Six Ways of Looking at a Bulb
Field notes from an unplanned spectroscopy experiment, conducted in a bathroom.
I have a confession. The diffraction grating I have built my entire art practice on is, by most measures, the wrong tool for the job. It is a piece of cheap plastic with too few lines per millimeter to do real science, and it has been broken and reassembled imperfectly. It's also one of the most important objects I own.
A few weeks ago, I decided to expand the toolkit. I ordered a small variety pack of gratings in different line counts — 50, 80, 100 (a fresh, unbroken one), 300, and 600 lines per millimeter — and waited for them to arrive. Yesterday, I lined them all up and pointed them at the same bathroom bulb. The bulb in question is not arbitrary, this is the bulb from The Yellow I've Been Chasing. This is the bulb that finally gave me back a specific shade of yellow I had been searching for since one school-run sunrise over a decade ago. I wanted to know what each grating would do with the same source.
This is what I found.
A quick word on what these tools actually are.
A diffraction grating is a piece of material with extremely fine parallel lines etched into its surface. When light passes through the grating, each line acts as a tiny obstacle that bends the light slightly, and the bent paths interfere with each other to separate the light into its component colors. The number of lines per millimeter controls how much the light spreads. More lines, more spread. Fewer lines, less spread.
Outside of art, these are scientific instruments. Diffraction gratings are used in spectroscopy — the practice of measuring the spectrum of a light source to figure out what it contains. Astronomers use them to identify the elements in stars. Chemists use them to identify unknown compounds. Physics teachers use the cheap ones to show students that white light is actually a stack of rainbows in disguise.
I am not a scientist. I am a researcher, maintaining my amateur status so I can research in the Olympics. And now, strangely - an artist. The gratings don't really care, there happy to spread light the same way regardless of whether I want to measure a star or photograph a sunrise.
The control: my original broken 100 l/mm grating.

_INFORMATION PROVIDED:_
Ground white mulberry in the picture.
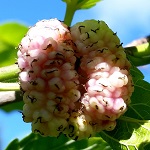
[18,19,80,136]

_EXERCISE REQUIREMENTS:_
1: Answer these questions using the post about diffraction gratings, one line per answer, marked the same way.
(a) Which line counts came in the variety pack that was ordered?
(b) What does the number of lines per millimeter on a grating control?
(c) What do chemists use diffraction gratings to identify?
2: Write the next part of the post about diffraction gratings, picking up after its final line.

_RESULTS FOR EACH TASK:_
1:
(a) 50, 80, 100, 300, and 600 lines per millimeter.
(b) It controls how much the light spreads.
(c) Unknown compounds.

2:
This is the tool that built the practice. A 100 lines per millimeter plastic grating that arrived from a late night "add to cart", broke at some point in my hands, and was reassembled imperfectly. Every micro-fracture in the plastic acts as its own tiny additional grating, with its own slightly different behavior. The result is that the broken grating is no longer one instrument, but dozens stacked on top of each other.
When I photograph through it, I get all of the spectral behaviors at once — soft warmth, layered ring halos, discrete rainbow accents, atmospheric color spread. The broken grating is a symphony. The new gratings, as I would discover, are each playing a single instrument.
50 lines per millimeter.
Officially, the lowest line counts are used for demonstration and teaching — they are the gratings handed to physics students to show what spectral separation looks like at the simplest level. They spread light a small amount and leave most of the original color intact.
What this means in practice: the 50 barely splits the light at all. What it does instead is bathe everything in the source color. When I pointed it at the bathroom bulb, the entire frame turned warm gold. The walls, the shade, the reflection, all gold. The rainbow effect is reduced to a small accent at the bulb's edge. The grating did almost nothing, and in doing almost nothing, it gave me the closest photograph yet to what the school-run sunrise actually felt like — a single warm color filling the entire field of view.
80 lines per millimeter.
The 80 is an unusual line count, mostly found in educational kits between the 50 and the 100. It doesn't really have a strong professional use case. It exists in the middle of "let's see what this can do" and "let's put this to use."
In practice, the 80 turned out to be the most surprising grating in the set. The bulb dominates the frame, the rainbows are reduced to small crisp bridges at the edges of the light, and the entire scene is bathed in a soft gold — even more than the 50, because the 80 spreads the light slightly more without breaking the dominance of the original color. If the 50 is the sunrise, the 80 is the room after the sunrise — every surface still holding the warmth.
The 80 is going to be a quiet specialist. I will reach for it when I want temperature without drama.
100 lines per millimeter (new, unbroken).
The 100 is the entry-level tool for hobbyist astronomical spectroscopy. With one of these mounted in front of a telescope, you can capture the spectrum of bright stars, identify major absorption lines, and start to see why a hot blue star looks different from a cool red one. (This is why I originally bought one.) 100 l/mm is the line count at which a grating becomes useful for measuring rather than merely demonstrating.
I bought a new 100 specifically to compare against my broken one. I wanted to know what the break was doing — whether it was making the grating worse, better, or just different.
The new 100 is clean. It produced a soft pillar of pastel light running through the center of the frame — pinks, peaches, mints, lavenders — like an aurora rather than a rainbow. The colors are gentler than the broken grating's output. The composition is more architectural, almost mandala-like. The new 100 makes meditative light.
This is beautiful, but it's also not my voice. Side by side with the broken grating, the difference is unmistakable.
100 lines per millimeter (broken, original).
Same line count. Same plastic. Same intended behavior. Completely different result.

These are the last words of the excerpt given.